- **What the task asks**
List each distinct username that heads a post in the forum thread below, naming each one only once.

# Newbie "photo heavy"



## Decoy (Mar 8, 2016)

I'm new to the site and haven't had the chance to look around much yet... But here's just a peak of some of what my "Deke" loves most in life! Hunting from Saskatchewan to southern Kansas each year I can honestly say there are few fellow hunters/guides that Deke doesn't leave a lasting impression on. He's truly one of a kind in the sport of waterfowl hunting!


----------



## K9-Design (Jan 18, 2009)

WOW!!!!! GREAT PICTURES!!!!! Love that you posted these. You guys look like you're having the time of your life. What is Deke's pedigree?


----------



## nolefan (Nov 6, 2009)

I'm so glad you posted the photos  Deke is a handsome boy - is he as good natured as he is talented??


----------



## Decoy (Mar 8, 2016)

Here is "Dekes" pedigree! He is at home with people as he is in the field... People just love him and he loves them right back! Kids especially take a liking to Deke, most of whom have their own dogs at home. He is very friendly and playful! But make no mistake about it when it's waterfowl season he brings it to a whole new level! He's been a blessing to own and train!

- **Data listing**
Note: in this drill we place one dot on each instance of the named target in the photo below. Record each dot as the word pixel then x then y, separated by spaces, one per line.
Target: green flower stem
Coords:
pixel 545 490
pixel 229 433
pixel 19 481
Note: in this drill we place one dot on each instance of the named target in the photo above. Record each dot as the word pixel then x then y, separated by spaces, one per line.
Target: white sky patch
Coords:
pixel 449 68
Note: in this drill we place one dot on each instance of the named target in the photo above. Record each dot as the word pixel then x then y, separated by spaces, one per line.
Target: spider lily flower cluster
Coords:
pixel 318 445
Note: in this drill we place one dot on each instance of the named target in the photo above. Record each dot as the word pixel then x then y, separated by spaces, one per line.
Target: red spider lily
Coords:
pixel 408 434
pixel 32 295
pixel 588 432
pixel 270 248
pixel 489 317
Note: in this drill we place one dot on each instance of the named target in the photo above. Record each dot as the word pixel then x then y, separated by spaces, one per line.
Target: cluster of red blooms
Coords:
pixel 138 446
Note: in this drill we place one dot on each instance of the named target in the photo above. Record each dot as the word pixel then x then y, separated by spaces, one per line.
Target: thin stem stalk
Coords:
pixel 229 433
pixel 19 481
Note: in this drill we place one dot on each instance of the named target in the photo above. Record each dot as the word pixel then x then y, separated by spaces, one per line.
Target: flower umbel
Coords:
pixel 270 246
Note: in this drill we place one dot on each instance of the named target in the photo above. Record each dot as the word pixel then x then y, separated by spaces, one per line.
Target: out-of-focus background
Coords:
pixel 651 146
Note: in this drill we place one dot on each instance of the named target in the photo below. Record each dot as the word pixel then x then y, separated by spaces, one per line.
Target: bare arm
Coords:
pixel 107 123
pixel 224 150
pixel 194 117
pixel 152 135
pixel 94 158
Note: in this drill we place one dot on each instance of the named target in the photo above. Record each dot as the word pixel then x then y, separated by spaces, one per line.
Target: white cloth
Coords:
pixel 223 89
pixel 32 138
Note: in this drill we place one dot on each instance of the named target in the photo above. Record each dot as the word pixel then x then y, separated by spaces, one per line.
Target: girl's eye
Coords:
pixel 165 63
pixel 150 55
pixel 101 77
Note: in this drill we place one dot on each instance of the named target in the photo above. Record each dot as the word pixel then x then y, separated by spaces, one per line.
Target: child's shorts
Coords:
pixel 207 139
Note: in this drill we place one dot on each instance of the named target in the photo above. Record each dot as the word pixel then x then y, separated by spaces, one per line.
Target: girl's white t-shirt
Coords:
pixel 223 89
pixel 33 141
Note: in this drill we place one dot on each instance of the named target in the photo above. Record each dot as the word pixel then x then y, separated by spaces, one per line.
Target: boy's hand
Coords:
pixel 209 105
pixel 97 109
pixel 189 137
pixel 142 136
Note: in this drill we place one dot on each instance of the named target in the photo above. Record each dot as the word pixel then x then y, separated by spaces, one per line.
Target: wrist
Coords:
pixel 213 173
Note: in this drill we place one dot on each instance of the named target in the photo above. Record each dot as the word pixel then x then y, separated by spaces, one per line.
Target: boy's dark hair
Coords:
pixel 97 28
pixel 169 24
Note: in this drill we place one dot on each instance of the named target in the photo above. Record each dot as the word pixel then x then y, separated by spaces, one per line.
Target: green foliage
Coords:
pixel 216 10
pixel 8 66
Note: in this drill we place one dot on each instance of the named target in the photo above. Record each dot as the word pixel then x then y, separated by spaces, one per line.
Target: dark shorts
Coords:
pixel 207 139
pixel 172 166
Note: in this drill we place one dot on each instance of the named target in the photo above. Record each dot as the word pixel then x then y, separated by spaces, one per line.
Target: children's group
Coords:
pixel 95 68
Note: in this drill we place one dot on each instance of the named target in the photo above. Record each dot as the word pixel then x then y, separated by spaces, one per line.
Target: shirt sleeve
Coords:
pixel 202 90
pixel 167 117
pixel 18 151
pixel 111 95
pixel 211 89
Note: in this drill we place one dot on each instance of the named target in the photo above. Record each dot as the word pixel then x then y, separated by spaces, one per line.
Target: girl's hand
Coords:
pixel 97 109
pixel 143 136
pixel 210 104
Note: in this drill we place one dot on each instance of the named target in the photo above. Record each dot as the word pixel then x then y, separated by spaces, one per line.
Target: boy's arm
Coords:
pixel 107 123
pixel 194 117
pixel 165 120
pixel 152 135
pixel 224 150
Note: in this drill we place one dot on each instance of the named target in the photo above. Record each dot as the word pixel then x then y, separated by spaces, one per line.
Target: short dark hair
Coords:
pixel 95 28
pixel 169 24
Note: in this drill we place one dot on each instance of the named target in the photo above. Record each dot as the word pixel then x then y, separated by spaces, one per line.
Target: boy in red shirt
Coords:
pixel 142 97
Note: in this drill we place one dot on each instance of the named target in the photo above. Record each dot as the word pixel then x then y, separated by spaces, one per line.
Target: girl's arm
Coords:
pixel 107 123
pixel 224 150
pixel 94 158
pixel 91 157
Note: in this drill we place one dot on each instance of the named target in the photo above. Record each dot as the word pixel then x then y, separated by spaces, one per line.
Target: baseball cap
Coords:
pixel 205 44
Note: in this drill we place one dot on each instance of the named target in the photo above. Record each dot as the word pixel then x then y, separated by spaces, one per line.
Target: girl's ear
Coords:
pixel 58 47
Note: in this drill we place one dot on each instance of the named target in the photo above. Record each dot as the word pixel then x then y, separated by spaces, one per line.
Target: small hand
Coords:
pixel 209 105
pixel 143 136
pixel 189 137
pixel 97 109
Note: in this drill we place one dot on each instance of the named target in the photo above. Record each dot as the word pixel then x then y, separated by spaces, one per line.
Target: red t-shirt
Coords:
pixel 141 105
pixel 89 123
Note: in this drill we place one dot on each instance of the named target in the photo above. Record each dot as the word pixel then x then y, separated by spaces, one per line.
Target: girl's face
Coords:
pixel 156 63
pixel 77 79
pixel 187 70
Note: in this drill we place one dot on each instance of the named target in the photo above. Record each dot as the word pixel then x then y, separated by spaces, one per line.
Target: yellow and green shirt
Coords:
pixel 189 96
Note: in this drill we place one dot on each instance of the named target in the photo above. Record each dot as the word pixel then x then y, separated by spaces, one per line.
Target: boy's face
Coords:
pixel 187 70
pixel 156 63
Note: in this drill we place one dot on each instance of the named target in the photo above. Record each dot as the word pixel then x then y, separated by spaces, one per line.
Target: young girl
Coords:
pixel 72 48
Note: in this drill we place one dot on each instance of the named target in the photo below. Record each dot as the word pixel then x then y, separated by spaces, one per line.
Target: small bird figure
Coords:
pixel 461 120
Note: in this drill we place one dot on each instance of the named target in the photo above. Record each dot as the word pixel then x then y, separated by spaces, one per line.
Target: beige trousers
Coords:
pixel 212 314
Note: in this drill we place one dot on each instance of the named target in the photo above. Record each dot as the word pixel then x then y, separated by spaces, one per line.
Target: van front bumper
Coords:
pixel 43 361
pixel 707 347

- **Correct answer**
Decoy, K9-Design, nolefan